> **Do this**: Repeat, line for line, the entries printed below.

---------- Supplied entries

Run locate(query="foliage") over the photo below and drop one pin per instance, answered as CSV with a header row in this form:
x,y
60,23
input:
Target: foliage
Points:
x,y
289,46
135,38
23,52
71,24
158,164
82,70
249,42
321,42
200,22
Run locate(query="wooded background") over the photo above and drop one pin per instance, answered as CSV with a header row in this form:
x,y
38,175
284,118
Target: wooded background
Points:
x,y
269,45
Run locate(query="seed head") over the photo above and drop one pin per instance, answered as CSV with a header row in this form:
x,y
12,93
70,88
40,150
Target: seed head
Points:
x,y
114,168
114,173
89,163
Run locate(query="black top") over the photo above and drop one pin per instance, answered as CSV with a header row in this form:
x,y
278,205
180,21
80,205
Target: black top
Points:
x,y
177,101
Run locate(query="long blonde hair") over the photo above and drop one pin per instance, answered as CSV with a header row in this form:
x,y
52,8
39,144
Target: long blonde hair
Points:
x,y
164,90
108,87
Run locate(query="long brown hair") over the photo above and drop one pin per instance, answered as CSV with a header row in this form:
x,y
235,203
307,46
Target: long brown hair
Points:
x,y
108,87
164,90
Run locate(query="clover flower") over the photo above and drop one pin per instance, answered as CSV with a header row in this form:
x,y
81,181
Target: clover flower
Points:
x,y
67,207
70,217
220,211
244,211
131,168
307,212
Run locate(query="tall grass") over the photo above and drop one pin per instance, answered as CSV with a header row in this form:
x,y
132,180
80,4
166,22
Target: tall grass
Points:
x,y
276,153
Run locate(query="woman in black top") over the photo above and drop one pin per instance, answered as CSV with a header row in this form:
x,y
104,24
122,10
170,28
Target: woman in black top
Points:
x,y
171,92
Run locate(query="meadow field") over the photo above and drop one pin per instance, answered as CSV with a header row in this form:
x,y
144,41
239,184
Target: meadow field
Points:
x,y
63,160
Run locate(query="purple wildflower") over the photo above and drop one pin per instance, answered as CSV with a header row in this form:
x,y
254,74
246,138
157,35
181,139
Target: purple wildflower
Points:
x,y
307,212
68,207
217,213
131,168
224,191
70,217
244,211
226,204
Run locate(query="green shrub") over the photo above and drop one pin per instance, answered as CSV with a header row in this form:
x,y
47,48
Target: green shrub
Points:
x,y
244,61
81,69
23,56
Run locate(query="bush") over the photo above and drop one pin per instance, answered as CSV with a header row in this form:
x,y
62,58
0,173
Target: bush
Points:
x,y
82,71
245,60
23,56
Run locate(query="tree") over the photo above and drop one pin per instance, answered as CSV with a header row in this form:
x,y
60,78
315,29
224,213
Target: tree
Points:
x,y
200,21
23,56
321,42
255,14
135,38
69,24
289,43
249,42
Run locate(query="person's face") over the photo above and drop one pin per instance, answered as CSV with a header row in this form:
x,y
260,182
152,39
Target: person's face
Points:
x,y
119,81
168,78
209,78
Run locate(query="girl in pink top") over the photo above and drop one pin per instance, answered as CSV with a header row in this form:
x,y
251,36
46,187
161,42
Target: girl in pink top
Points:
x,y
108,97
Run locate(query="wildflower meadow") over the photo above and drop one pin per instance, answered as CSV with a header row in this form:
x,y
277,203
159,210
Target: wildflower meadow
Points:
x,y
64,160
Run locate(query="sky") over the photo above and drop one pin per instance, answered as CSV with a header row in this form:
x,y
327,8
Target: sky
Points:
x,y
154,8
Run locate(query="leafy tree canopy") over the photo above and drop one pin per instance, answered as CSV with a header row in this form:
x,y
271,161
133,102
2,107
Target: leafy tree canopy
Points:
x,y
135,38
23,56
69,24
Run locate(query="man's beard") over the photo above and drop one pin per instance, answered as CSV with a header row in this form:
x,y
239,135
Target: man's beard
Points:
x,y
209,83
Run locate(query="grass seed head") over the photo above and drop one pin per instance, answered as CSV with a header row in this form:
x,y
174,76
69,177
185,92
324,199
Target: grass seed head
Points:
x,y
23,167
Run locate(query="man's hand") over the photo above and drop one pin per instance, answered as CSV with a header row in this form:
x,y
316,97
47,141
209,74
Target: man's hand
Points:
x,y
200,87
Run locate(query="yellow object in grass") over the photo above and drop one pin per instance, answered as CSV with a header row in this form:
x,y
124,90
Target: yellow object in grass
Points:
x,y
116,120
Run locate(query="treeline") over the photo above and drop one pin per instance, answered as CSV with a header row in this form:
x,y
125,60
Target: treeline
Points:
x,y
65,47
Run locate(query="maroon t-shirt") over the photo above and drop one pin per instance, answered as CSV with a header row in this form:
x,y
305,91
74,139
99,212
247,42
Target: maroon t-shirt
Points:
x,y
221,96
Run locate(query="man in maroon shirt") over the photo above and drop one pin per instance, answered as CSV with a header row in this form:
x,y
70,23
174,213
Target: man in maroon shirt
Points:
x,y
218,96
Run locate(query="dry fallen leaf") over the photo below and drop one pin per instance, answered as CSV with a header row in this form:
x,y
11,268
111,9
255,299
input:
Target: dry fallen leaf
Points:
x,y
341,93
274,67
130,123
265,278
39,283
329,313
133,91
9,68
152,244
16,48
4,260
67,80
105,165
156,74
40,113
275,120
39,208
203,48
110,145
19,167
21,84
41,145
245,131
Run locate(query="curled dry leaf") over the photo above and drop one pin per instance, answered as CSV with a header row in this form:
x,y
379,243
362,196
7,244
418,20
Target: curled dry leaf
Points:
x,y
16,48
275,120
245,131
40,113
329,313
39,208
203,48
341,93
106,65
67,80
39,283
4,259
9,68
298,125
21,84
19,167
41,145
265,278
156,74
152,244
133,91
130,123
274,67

--------------------

> **Output for this task**:
Run locate(query="foliage") over the photo below and drop one pin per instance, answered as CSV with a header row in this form:
x,y
60,23
input:
Target: foliage
Points:
x,y
289,46
135,38
23,52
71,24
158,164
82,70
249,42
321,42
200,22
Run locate(query="wooded background") over the photo above and drop one pin per instance, answered as CSV with a header row in this form:
x,y
38,175
284,118
Target: wooded background
Points:
x,y
269,45
Run locate(query="seed head") over the photo above and drop one pin per instance, answered as CSV with a header row in this form:
x,y
12,93
70,88
40,150
Target: seed head
Points:
x,y
114,168
114,173
89,163
Run locate(query="black top") over the photo above and drop one pin per instance, answered as CSV with a header row in this form:
x,y
278,205
180,21
80,205
Target: black top
Points:
x,y
177,101
Run locate(query="long blonde hair") over the photo above and drop one pin per instance, answered as CSV with a header row in this form:
x,y
52,8
39,144
Target: long blonde hair
Points:
x,y
164,90
108,87
Run locate(query="long brown hair") over the photo above and drop one pin per instance, answered as CSV with a header row in this form:
x,y
235,203
307,46
Target: long brown hair
Points:
x,y
108,87
164,90
Run locate(query="clover flower") over the photo above and drop one pin per instance, answered as CSV with a header row in this form:
x,y
81,181
Target: clover flower
Points:
x,y
67,207
70,217
220,211
244,211
131,168
307,212
Run locate(query="tall grass") over the photo above and drop one pin per instance, answered as CSV with a header row in this form:
x,y
132,180
80,4
166,22
Target: tall grass
Points:
x,y
276,153
Run locate(query="woman in black top") over the photo above and drop one pin per instance, answered as CSV with a header row in this form:
x,y
104,24
122,10
170,28
Target: woman in black top
Points:
x,y
171,92
Run locate(query="meadow field") over the photo above and drop one pin per instance, answered as CSV with a header row in this form:
x,y
144,41
239,184
Target: meadow field
Points:
x,y
63,160
Run locate(query="purple wildflower") over the photo above and drop one pin per instance, answered as CSV with a header row in this form:
x,y
254,74
246,138
157,35
181,139
Target: purple wildflower
Points:
x,y
307,212
68,207
217,213
131,168
224,191
70,217
244,211
226,204
Run locate(query="green shrub") over the photo above and drop one pin per instance, answered as CSV with a header row in this form:
x,y
47,48
Target: green shrub
Points:
x,y
244,61
81,69
23,56
Run locate(query="bush") over the photo above and drop one pin per instance, answered as CSV with a header row in this form:
x,y
62,58
0,173
Target: bush
Points:
x,y
82,71
245,60
23,56
Run locate(query="tree") over the photo above and drop one pin per instance, answered as CSV with a header row in this form:
x,y
60,78
315,29
224,213
Target: tree
Points:
x,y
200,21
23,56
321,42
255,14
135,38
69,24
289,43
249,42
Run locate(query="person's face") over the photo above and drop one pin per instance, answered as CSV with a header row in this form:
x,y
260,182
152,39
Target: person's face
Points:
x,y
119,81
168,78
209,78
Run locate(query="girl in pink top") over the photo above and drop one pin per instance, answered as CSV with a header row in this form:
x,y
251,36
46,187
161,42
Target: girl in pink top
Points:
x,y
108,97
Run locate(query="wildflower meadow") over the photo above and drop one pin per instance, answered as CSV with a header row in this form:
x,y
277,203
159,210
Target: wildflower meadow
Points:
x,y
64,160
Run locate(query="sky") over the photo above and drop one pin per instance, answered as CSV with a header row in this form:
x,y
327,8
Target: sky
Points:
x,y
154,8
Run locate(query="leafy tree canopy") over the photo above and drop one pin per instance, answered as CSV with a header row in this form:
x,y
271,161
133,102
2,107
Target: leafy tree canopy
Points:
x,y
135,38
23,56
69,24
Run locate(query="man's beard") over the photo above and drop one pin per instance, answered as CSV with a header row in this form:
x,y
239,135
Target: man's beard
Points:
x,y
209,83
Run locate(query="grass seed head") over the photo above and drop one pin per instance, answered as CSV with a header row in this form:
x,y
174,76
69,177
185,92
324,199
Target: grass seed head
Points:
x,y
23,167
Run locate(query="man's hand") over the photo above and drop one pin per instance, answered as CSV with a header row in this form:
x,y
316,97
47,141
209,74
Target: man's hand
Points:
x,y
200,87
Run locate(query="yellow object in grass") over the photo above and drop one pin per instance, answered as CSV with a header row in this form:
x,y
124,90
Target: yellow object in grass
Points:
x,y
116,120
Run locate(query="treeline") over the photo above and drop one pin per instance, answered as CSV with a header row in this form:
x,y
125,60
Target: treeline
Points:
x,y
65,47
Run locate(query="maroon t-shirt") over the photo above and drop one pin per instance, answered as CSV with a header row in this form:
x,y
305,91
74,139
99,212
247,42
Target: maroon t-shirt
Points:
x,y
221,96
Run locate(query="man in maroon shirt") over the photo above and drop one pin per instance, answered as CSV with a header row in this form:
x,y
70,23
174,213
Target: man in maroon shirt
Points:
x,y
218,96
Run locate(query="dry fallen leaf") over the photo below and drop one pin per instance, answered as CSV with a header row in this form:
x,y
11,268
111,9
255,299
input:
Target: dry fallen leaf
Points:
x,y
341,93
274,67
130,123
265,278
39,283
329,313
133,91
9,68
152,244
16,48
4,260
67,80
105,165
156,74
40,113
275,120
39,208
203,48
110,145
19,167
21,84
41,145
245,131
Run locate(query="curled dry leaf") over the photo above and drop one pin per instance, answered as CSV with a header row in this form:
x,y
379,243
362,196
7,244
418,20
Target: curled dry leaf
Points:
x,y
16,48
275,120
245,131
40,113
329,313
39,208
203,48
341,93
106,65
67,80
39,283
4,259
9,68
298,125
21,84
19,167
41,145
265,278
156,74
152,244
133,91
130,123
274,67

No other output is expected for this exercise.